(Stored data entries):
##########

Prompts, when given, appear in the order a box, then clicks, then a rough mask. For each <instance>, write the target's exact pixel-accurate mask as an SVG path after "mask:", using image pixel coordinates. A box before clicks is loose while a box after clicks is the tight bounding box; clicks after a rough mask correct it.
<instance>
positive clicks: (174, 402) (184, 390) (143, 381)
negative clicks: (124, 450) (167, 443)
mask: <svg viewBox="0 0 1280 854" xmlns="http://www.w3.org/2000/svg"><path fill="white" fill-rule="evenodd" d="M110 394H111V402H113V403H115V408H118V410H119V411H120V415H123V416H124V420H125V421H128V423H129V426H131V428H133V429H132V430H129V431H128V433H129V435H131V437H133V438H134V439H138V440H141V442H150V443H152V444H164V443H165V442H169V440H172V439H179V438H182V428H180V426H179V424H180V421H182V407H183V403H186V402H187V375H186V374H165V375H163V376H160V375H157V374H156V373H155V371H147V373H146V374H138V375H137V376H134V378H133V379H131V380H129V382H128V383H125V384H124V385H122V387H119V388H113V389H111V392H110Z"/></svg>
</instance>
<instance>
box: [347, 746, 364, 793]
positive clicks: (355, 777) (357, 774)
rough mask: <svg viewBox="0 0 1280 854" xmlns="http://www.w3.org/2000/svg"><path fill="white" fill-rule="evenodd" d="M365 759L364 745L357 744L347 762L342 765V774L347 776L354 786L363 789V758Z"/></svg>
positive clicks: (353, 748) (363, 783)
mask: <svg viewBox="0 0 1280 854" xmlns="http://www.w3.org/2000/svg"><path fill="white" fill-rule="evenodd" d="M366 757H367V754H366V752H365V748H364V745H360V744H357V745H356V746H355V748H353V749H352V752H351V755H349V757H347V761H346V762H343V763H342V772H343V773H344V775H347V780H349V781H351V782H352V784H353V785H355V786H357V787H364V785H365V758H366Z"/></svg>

##########

(DESCRIPTION OF THE TASK): Exactly reproduce the lines that run from the line with "negative clicks: (124, 450) (167, 443)" through the last line of the records, inclusive.

(OUTPUT OF THE TASK):
negative clicks: (124, 450) (167, 443)
mask: <svg viewBox="0 0 1280 854" xmlns="http://www.w3.org/2000/svg"><path fill="white" fill-rule="evenodd" d="M110 394H111V402H113V403H115V408H118V410H119V411H120V415H123V416H124V420H125V421H128V423H129V426H131V428H133V429H132V430H129V431H128V433H129V435H131V437H133V438H134V439H138V440H141V442H150V443H152V444H164V443H165V442H169V440H172V439H179V438H182V428H180V426H179V424H180V421H182V407H183V403H186V402H187V375H186V374H165V375H163V376H160V375H157V374H156V373H155V371H147V373H146V374H138V375H137V376H134V378H133V379H131V380H129V382H128V383H125V384H124V385H122V387H119V388H113V389H111V392H110Z"/></svg>
</instance>
<instance>
box: [347, 746, 364, 793]
positive clicks: (355, 777) (357, 774)
rough mask: <svg viewBox="0 0 1280 854" xmlns="http://www.w3.org/2000/svg"><path fill="white" fill-rule="evenodd" d="M365 759L364 745L357 744L347 762L342 765V774L347 776L354 786L363 789V758Z"/></svg>
positive clicks: (353, 748) (363, 783)
mask: <svg viewBox="0 0 1280 854" xmlns="http://www.w3.org/2000/svg"><path fill="white" fill-rule="evenodd" d="M366 757H367V754H366V752H365V748H364V745H360V744H357V745H356V746H355V748H353V749H352V752H351V755H349V757H347V761H346V762H343V763H342V772H343V773H344V775H347V780H349V781H351V782H352V784H353V785H355V786H357V787H364V785H365V758H366Z"/></svg>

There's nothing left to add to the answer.